# DIRECTIONS
1. In the news report on the Johnson & Johnson talc appeal, how much did the St. Louis jury order the company to pay in punitive damages?
2. Carry on the news report on the Johnson & Johnson talc appeal, picking up after its final sentence.

# PASSAGE FOR REVIEW
==============================

Oct. 19 (UPI) -- The Missouri Court of Appeals threw out a judgement against Johnson & Johnson that would have sent $72 million to a woman's family who claimed she died of ovarian cancer from contact with the company's talcum baby powder.
The Missouri Eastern District's Court of Appeals on Tuesday ruled the state was not the proper jurisdiction because the 62-year-old woman was from Birmingham, Ala. The three justices unanimously said it "declines to remand the case" to the lower court.
The judges cited a U.S. Supreme Court decision in June that ruled the plaintiff's claims must have a connection to the state where the lawsuit is filed.
In February 2016, a Circuit Court jury in St. Louis ordered the company to pay the family $10 million in actual damages and $62 million in punitive damages. Jacqueline Fox, 62, died four months before the trial.
Fox believed she had been using Johnson & Johnson talc-based products for more than 25 years. She was among 65 plaintiffs, including only two from Missouri, who joined in the lawsuit.
In three other St. Louis jury verdicts, more than than $200 million total was awarded against the New Jersey-based healthcare giant. Plaintiffs were from California, South Dakota, Tennessee and Virginia, and all but one prevailed.

==============================

# DATA
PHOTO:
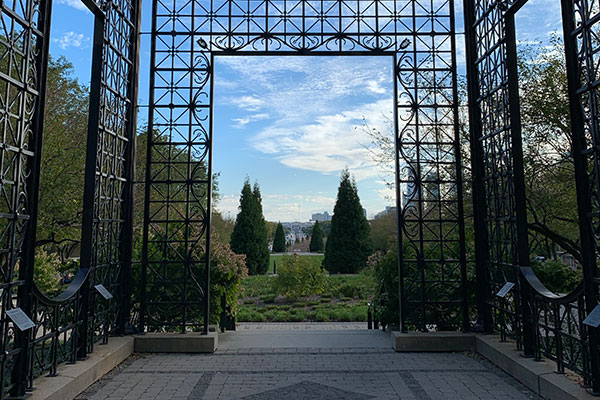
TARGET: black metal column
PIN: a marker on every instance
(90, 190)
(484, 319)
(126, 234)
(583, 186)
(527, 311)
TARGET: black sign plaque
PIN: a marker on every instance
(505, 289)
(21, 320)
(103, 292)
(593, 318)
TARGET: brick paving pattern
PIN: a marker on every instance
(308, 373)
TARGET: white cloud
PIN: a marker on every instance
(328, 144)
(77, 4)
(299, 88)
(281, 207)
(71, 39)
(375, 87)
(248, 103)
(241, 122)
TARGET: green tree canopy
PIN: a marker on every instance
(316, 239)
(279, 239)
(63, 160)
(249, 234)
(349, 242)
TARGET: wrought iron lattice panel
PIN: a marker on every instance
(543, 323)
(188, 34)
(66, 327)
(22, 35)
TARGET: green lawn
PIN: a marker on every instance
(345, 299)
(316, 259)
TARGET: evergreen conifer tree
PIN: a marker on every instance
(279, 239)
(349, 241)
(249, 234)
(316, 238)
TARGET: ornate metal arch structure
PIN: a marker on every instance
(66, 327)
(419, 37)
(542, 323)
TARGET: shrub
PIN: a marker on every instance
(557, 276)
(387, 295)
(348, 290)
(47, 268)
(268, 298)
(298, 277)
(226, 272)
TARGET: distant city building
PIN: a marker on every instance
(324, 216)
(296, 231)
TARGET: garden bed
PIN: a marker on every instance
(344, 299)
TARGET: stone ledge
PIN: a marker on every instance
(73, 379)
(176, 343)
(432, 342)
(538, 376)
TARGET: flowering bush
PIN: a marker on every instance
(226, 272)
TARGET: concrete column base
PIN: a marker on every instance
(73, 379)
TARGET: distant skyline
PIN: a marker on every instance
(290, 123)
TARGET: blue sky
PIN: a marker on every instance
(290, 123)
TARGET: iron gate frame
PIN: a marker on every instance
(203, 29)
(543, 323)
(67, 326)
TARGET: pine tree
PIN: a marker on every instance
(279, 239)
(316, 238)
(349, 241)
(249, 234)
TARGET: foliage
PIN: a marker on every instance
(223, 227)
(556, 276)
(47, 268)
(279, 239)
(298, 277)
(316, 239)
(549, 169)
(63, 158)
(383, 232)
(316, 259)
(227, 270)
(259, 303)
(249, 234)
(387, 300)
(349, 242)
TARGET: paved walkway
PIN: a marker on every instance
(313, 364)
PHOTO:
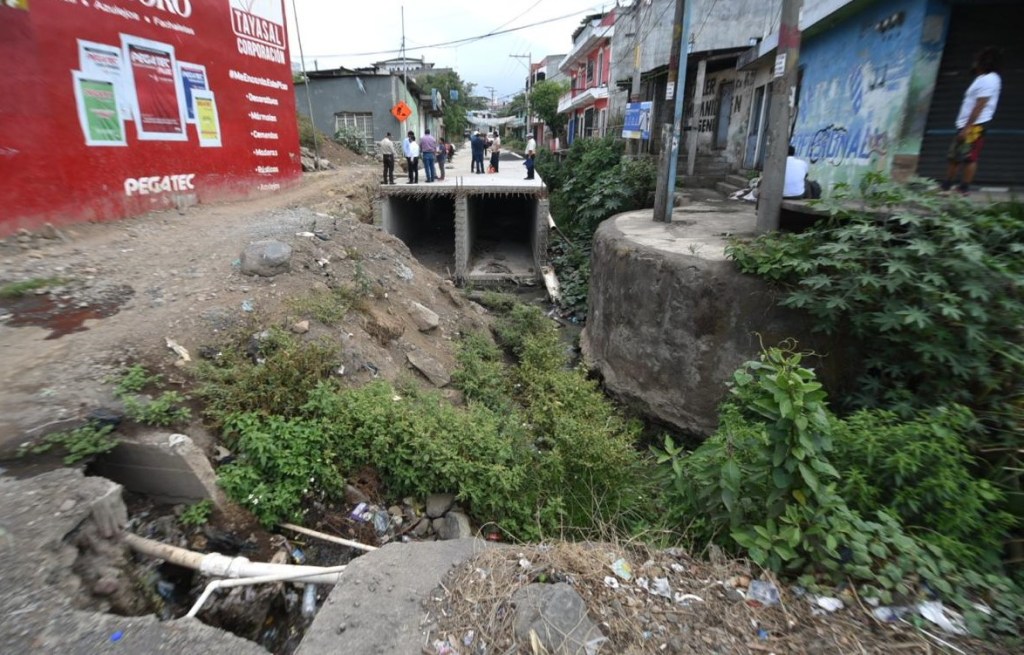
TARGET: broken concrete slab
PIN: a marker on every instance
(376, 609)
(168, 468)
(45, 603)
(430, 367)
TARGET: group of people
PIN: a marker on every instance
(435, 150)
(432, 150)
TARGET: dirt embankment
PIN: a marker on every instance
(116, 292)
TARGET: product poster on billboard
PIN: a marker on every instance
(159, 105)
(193, 78)
(207, 123)
(97, 111)
(104, 60)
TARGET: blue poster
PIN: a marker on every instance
(637, 121)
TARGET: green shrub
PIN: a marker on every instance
(921, 471)
(78, 444)
(271, 373)
(764, 485)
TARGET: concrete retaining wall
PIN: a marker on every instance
(671, 318)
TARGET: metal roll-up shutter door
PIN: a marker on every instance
(972, 28)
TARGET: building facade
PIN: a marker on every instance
(588, 67)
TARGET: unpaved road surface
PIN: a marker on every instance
(175, 275)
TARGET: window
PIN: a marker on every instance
(361, 122)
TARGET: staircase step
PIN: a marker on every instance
(737, 180)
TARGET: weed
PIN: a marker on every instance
(327, 306)
(166, 409)
(197, 514)
(24, 288)
(135, 379)
(78, 444)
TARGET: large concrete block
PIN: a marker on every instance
(671, 317)
(168, 468)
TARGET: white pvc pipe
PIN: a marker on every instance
(218, 565)
(262, 579)
(328, 537)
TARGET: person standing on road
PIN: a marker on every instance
(412, 150)
(476, 146)
(977, 110)
(428, 149)
(441, 157)
(496, 149)
(387, 151)
(530, 156)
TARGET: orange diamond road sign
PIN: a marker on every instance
(401, 111)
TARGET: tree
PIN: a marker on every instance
(544, 103)
(455, 111)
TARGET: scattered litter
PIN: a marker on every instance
(889, 614)
(178, 350)
(945, 618)
(359, 512)
(660, 587)
(686, 599)
(828, 604)
(177, 439)
(764, 593)
(623, 569)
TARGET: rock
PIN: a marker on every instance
(430, 367)
(557, 615)
(456, 526)
(267, 258)
(438, 505)
(383, 325)
(424, 317)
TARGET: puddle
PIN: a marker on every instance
(61, 316)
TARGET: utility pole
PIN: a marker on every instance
(783, 97)
(305, 82)
(529, 83)
(665, 195)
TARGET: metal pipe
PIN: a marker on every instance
(262, 579)
(219, 565)
(328, 537)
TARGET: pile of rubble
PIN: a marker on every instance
(312, 163)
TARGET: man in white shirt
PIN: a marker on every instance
(530, 156)
(387, 151)
(977, 110)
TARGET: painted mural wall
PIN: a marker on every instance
(865, 89)
(115, 107)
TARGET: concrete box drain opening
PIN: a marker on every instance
(502, 237)
(426, 225)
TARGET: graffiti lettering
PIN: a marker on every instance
(835, 144)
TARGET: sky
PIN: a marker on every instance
(339, 33)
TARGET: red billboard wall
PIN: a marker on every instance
(114, 107)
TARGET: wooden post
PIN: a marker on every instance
(782, 101)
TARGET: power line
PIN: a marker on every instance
(456, 42)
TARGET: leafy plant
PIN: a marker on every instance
(134, 379)
(764, 483)
(197, 514)
(78, 444)
(24, 288)
(166, 409)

==============================

# ANSWERS PER TASK
1. $62 million.

2.
Studies have linked Johnson & Johnson baby powder -- made from talc, which mostly includes magnesium, silicon and oxygen -- to cancer. The moisture-absorbing product has been on the market since 1893, according to the company website.
Johnson & Johnson said in a statement "we consistently argued that there was no jurisdiction and we expect the existing verdicts that we are appealing to be reversed."
Fox's lawyer Jim Onder, who represents plaintiffs in similar pending cases, argued that Johnson & Johnson packages and labels some products in Missouri.
Onder told the Post-Dispatch he was disappointed by the decision but "optimistic that the Missouri Supreme Court will find otherwise."
Johnson & Johnson faces 5,500 claims in U.S. courts.
In August, a Los Angeles jury on Monday awarded $417 million to a 62-year-old California woman who blamed the company's talc powder for her ovarian cancer.